_Assignment_
The records beneath should be restated word for word.

[Natural language region descriptions]
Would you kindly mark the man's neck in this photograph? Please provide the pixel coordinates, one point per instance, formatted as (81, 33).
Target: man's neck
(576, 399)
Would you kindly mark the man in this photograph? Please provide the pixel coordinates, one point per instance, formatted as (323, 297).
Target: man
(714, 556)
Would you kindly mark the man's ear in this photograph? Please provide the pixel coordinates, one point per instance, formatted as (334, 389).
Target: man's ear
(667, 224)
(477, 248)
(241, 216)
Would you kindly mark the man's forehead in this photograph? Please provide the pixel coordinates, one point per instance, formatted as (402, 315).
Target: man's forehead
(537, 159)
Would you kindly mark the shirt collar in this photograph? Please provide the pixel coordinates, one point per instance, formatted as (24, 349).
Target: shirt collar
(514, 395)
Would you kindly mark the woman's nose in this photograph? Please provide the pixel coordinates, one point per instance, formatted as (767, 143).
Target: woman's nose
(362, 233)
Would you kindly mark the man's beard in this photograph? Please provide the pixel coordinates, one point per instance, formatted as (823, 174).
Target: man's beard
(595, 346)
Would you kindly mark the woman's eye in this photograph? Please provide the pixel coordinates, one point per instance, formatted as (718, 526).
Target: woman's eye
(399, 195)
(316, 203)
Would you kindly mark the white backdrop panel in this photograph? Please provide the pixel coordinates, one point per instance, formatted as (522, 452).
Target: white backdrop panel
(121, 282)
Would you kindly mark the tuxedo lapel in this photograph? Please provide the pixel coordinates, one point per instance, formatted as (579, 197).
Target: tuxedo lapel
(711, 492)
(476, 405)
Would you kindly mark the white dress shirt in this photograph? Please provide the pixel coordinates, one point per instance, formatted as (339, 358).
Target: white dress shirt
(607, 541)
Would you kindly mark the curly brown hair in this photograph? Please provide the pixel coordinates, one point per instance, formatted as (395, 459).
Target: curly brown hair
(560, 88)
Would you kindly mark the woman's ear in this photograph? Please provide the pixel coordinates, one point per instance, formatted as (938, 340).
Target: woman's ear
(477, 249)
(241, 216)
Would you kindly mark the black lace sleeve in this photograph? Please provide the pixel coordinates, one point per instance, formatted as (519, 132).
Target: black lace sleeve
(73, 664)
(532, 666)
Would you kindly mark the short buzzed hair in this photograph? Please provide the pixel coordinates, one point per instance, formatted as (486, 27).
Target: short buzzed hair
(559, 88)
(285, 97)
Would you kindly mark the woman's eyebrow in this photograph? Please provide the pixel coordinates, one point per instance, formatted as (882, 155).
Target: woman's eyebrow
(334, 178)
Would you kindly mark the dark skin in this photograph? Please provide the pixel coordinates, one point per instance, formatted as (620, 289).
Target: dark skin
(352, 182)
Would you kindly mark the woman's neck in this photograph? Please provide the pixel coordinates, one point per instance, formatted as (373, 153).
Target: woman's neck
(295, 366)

_Result of the task_
Would you kindly mark the man's neck in this photograph? Please provide the pixel coordinates, one point per instance, formatted as (81, 33).
Target: man's neck
(576, 399)
Would you kindly mark the man in this photograph? Please provide the pixel coordinates, one point per instance, formatted as (323, 297).
Target: man
(714, 556)
Would you kindly mark the man's ear in this photograph? Please provide the pixel coordinates, one point per instance, formatted as (334, 389).
Target: man's ear
(667, 224)
(477, 248)
(241, 216)
Would you kindly mark the man's forehead in this photograph? Please provide the pixel coordinates, one point per instance, formatted as (402, 315).
Target: man's forehead
(537, 159)
Would you kindly mark the shirt collar in this photograph? Please provide the pixel coordinates, one point per instance, formatted as (24, 349).
Target: shirt collar
(514, 395)
Would you kindly mark the woman's nose in this photograph? Please provide the pixel coordinates, one point per instance, formatted as (767, 143).
Target: woman's nose
(362, 233)
Would you kindly mark the man's beard in this photograph? Please provide the pixel coordinates, one point per instance, formatted as (823, 174).
Target: man's beard
(595, 346)
Would you kindly mark the woman's eye in this photograph? Please provide the pixel coordinates, one point per instance, formatted as (718, 526).
Target: woman's eye
(399, 195)
(316, 203)
Would you kindly mark the white backdrop panel in this photograph? Please provide the pixel coordinates, one point per instance, formatted as (522, 452).
Target: white backdrop panel
(121, 282)
Would you kindly mark the tuxedo lapel in this photograph? Please provide the pixel coordinates, one point per instance, formatted as (579, 197).
Target: tuxedo lapel
(711, 492)
(476, 405)
Would you kindly mark the white dress shirt in this photograph? Please provide the pixel coordinates, one point per instance, formatted as (339, 358).
Target: white dress shirt
(607, 541)
Would you kindly mark the curly brown hair in this photograph? Please provide the pixel coordinates, one point per instance, formatted as (395, 459).
Target: curly brown hair
(560, 88)
Would you kindly mark the woman's ear in this photograph? Please provide the pixel coordinates, one point per instance, formatted as (938, 340).
Target: woman's ear
(477, 249)
(241, 216)
Would you kindly mark the black lace sleeve in this photograph? Please provide the pixel coordinates, one point per instance, formatted as (519, 132).
Target: black lace sleeve
(73, 664)
(532, 666)
Would you kindly mark the short buzzed hair in this photograph? Please provide the pixel coordinates, one point per instance, formatted as (486, 27).
Target: short buzzed hair
(559, 88)
(285, 97)
Would you kindly mark the woman's eyebrow in this photograph? Please provide the pixel coordinates, one point per instance, formatted as (882, 155).
Target: woman's eyebrow
(334, 178)
Would you kindly mark the dark skin in this photograph? Please provide the pixel coordinates, one point per instance, formatted as (620, 289).
Target: dark skin
(352, 182)
Would you kindly mark the woman's neck in this photograph? Please provide the pixel coordinates, one point per instance, formatted as (373, 153).
Target: woman's neck
(295, 366)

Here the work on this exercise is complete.